Rows from a dataset:

┌──

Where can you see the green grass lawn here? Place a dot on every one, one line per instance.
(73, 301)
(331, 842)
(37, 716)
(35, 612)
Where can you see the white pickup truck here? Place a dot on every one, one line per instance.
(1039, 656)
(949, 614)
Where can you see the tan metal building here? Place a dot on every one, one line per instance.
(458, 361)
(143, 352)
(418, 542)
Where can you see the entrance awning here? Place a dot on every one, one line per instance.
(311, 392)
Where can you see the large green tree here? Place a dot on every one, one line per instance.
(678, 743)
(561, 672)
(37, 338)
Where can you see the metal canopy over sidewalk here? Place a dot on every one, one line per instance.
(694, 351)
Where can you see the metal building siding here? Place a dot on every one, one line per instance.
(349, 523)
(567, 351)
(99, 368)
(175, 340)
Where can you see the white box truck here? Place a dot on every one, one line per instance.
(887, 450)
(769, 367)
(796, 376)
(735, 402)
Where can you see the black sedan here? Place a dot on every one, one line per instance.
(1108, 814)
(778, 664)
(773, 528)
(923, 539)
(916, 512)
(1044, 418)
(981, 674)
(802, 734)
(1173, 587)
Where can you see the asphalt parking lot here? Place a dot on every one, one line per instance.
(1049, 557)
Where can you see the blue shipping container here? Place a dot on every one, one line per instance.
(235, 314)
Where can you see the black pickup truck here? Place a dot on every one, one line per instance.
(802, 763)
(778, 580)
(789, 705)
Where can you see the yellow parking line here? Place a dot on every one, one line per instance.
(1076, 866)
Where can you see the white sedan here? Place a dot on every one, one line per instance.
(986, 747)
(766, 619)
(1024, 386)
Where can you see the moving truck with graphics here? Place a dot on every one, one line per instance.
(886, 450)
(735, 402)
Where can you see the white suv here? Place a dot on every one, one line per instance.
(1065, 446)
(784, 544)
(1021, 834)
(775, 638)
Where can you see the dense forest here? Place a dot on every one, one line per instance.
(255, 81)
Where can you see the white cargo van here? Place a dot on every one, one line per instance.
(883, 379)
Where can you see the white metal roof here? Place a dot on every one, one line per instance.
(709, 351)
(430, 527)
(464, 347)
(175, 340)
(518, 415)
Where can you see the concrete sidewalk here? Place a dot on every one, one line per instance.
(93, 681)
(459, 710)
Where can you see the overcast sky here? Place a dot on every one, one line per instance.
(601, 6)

└──

REQUIREMENT:
Present the lines of the data from the line containing "Where can you see the asphalt" through the line containing "(1076, 866)", both included, as a JSON list of strings with one string per line and blank lines omitted.

RIGHT ANSWER:
[
  "Where can you see the asphalt parking lot here? Place a dot on every one, one line per instance.",
  "(1049, 557)",
  "Where can you see the blue shipping container here? Place a dot on every one, one line per instance.",
  "(235, 314)",
  "Where can you see the black pickup truck here? Place a dot on every one, one line per instance.",
  "(802, 763)",
  "(778, 580)",
  "(789, 705)",
  "Where can you see the yellow parking line here? Place a dot on every one, one line per instance.",
  "(1076, 866)"
]